[INPUT RECORDS start]
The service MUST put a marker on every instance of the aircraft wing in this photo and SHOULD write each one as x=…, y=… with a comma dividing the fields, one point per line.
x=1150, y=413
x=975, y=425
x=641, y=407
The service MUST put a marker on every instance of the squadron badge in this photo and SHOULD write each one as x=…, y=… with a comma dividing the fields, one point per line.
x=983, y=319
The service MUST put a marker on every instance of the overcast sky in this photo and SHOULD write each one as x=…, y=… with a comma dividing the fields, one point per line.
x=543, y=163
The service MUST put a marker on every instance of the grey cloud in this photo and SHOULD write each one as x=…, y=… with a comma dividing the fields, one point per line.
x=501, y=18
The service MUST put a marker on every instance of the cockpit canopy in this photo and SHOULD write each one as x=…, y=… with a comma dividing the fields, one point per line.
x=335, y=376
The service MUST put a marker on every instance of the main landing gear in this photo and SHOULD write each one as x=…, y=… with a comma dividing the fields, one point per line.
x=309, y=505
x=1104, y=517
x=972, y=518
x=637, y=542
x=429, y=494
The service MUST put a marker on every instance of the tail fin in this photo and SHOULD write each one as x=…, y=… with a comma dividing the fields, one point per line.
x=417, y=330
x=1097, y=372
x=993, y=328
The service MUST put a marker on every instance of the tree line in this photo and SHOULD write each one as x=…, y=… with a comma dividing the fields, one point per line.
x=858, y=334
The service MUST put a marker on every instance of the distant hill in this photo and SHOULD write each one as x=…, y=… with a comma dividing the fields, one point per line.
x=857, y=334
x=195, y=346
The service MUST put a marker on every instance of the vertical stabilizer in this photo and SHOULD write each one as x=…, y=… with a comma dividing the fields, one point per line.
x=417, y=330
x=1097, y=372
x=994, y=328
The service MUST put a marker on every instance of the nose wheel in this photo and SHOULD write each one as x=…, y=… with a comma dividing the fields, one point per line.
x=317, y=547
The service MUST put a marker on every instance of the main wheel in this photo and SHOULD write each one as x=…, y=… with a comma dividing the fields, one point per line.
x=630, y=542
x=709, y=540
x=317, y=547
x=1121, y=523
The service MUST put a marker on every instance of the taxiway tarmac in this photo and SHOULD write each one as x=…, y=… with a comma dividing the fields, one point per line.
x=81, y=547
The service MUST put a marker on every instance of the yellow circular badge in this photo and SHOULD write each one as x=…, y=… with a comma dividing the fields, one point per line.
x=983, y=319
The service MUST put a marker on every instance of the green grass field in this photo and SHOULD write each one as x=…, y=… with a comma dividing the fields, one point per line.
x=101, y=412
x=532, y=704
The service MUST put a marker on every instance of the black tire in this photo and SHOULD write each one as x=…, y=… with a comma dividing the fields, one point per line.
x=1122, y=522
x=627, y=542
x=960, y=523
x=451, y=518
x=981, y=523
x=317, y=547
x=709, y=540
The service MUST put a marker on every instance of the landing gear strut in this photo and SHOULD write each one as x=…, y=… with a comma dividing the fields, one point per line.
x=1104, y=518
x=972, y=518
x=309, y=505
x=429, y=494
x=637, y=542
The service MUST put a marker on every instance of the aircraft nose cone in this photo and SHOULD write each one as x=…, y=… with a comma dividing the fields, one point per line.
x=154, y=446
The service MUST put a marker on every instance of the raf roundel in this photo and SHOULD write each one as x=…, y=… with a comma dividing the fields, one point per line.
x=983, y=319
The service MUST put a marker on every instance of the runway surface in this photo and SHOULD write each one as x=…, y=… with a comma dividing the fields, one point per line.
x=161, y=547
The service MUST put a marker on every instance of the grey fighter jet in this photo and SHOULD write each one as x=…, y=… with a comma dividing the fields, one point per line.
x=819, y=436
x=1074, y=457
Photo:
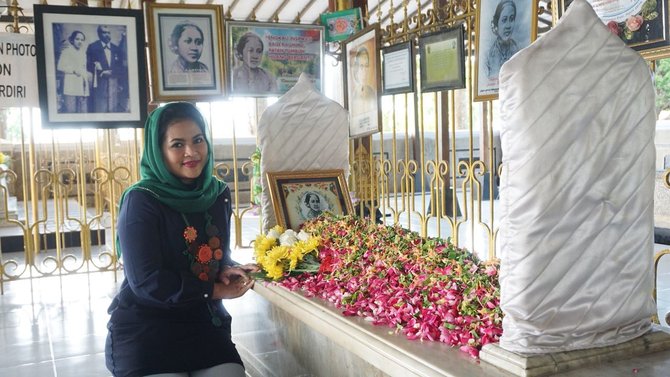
[INPUT RECORDS end]
## WORK TO COMPLETE
Rewrite all of the material above with each occurrence of "put a marker on" changed to "place a point on" and every other part left unchanged. Leave the pictures out of the rewritten version.

## RESPONSE FOR THIS EXERCISE
The service MUST place a point on every instance of the aircraft wing in this photo and SHOULD write each one as x=…, y=… with a comma dividing the fields, one point per line.
x=1150, y=413
x=975, y=425
x=641, y=407
The service MUST place a point on every instance of the squadron badge in this photo and SHOULD write each one as x=…, y=… with a comma dividing the fields, one point per line.
x=983, y=319
The service MUST place a point on every instance of the overcast sky in this photo and SHOULD write each one as x=…, y=… with a comma dividing the fields, one point per line.
x=543, y=163
The service MUST place a point on every instance of the grey cloud in this photo and SHOULD write each one as x=…, y=… with a comma dividing the fields, one point per line.
x=501, y=18
The service MUST place a point on every instance of the cockpit canopy in this photo and SHOULD write each one as x=…, y=… with a comma dividing the fields, one point per line.
x=335, y=376
The service MUST place a point on every instance of the main landing gear in this photo and SHOULD write each one as x=…, y=… with a comma dividing the fields, one point per line.
x=309, y=505
x=1104, y=517
x=972, y=518
x=637, y=542
x=429, y=494
The service MUST place a point on every instance of the tail fin in this photo and SHOULD write each one as x=…, y=… with a comma dividing the fields, one point per line.
x=417, y=330
x=1097, y=372
x=993, y=328
The service MUST place a point on every instance of the tree line in this photo and SHOULD write each one as x=…, y=… with a comma dividing the fields, one point per line.
x=858, y=334
The service MUST place a point on every instance of the distant hill in this photo and SHOULD write each one as x=…, y=… with a comma dividing the fields, one point per line.
x=857, y=334
x=195, y=346
The service MUST place a point on every instance of the vertical stabilizer in this photo and SHOULD write each one as x=…, y=… with a comma dividing the fields, one point per line.
x=417, y=330
x=1097, y=372
x=994, y=328
The service MUST place a point on every instance of the nose wheel in this photo and SHOULD write each one as x=…, y=… with a comma dividing the fields, one point per line.
x=317, y=547
The service MUST place a point on every instance of the main wheel in this photo and SHOULD write each one as x=…, y=… with a comma dividing the fields, one point per line.
x=630, y=542
x=709, y=540
x=317, y=547
x=1121, y=523
The service MUST place a point on every instance of the taxiway tarmac in this photo and SHOULD write each one as x=…, y=… with a comma dividing the fields, one point per line.
x=81, y=547
The service MUST place a point on every instance of the yellow circular badge in this photo and SHOULD write each one as x=…, y=… with a comma dividing the fields, one point per line.
x=983, y=319
The service MUST place a point on every instance of the green grass field in this photo and SHOULD write each one as x=…, y=… with a comma dividing the fields, one point per line.
x=101, y=412
x=532, y=704
The service MUST place a point on every instance of the black tire in this photo and SHOULD write each one as x=…, y=… with a comma dividing the fields, one point per line.
x=1122, y=522
x=627, y=542
x=960, y=523
x=451, y=518
x=981, y=523
x=317, y=547
x=709, y=540
The service MUST place a point on every instance of the landing gear strut in this photo and SHOULD write each one as x=…, y=… with a comma dividing the fields, one point per line.
x=1104, y=518
x=972, y=518
x=309, y=505
x=429, y=494
x=637, y=542
The service MUST place a point on every instance of the aircraft nose cone in this photo and SHOULD write each one as x=…, y=… with a comma dividing the fields, one point per line.
x=154, y=446
The service MUST place a point on every instance of the raf roundel in this photo and SHOULD write each one as x=…, y=… with a comma dividing the fields, one point per line.
x=983, y=319
The service MUST place a point on every instance of the runway surface in this photo and SHOULD write each one as x=…, y=… with a comma dividing the fields, one point per line.
x=161, y=547
The service MUST place a point on every instance of the grey fighter jet in this photo and SHOULD write each one as x=…, y=… with a comma dividing the fields, one point per line.
x=819, y=436
x=1074, y=457
Photo:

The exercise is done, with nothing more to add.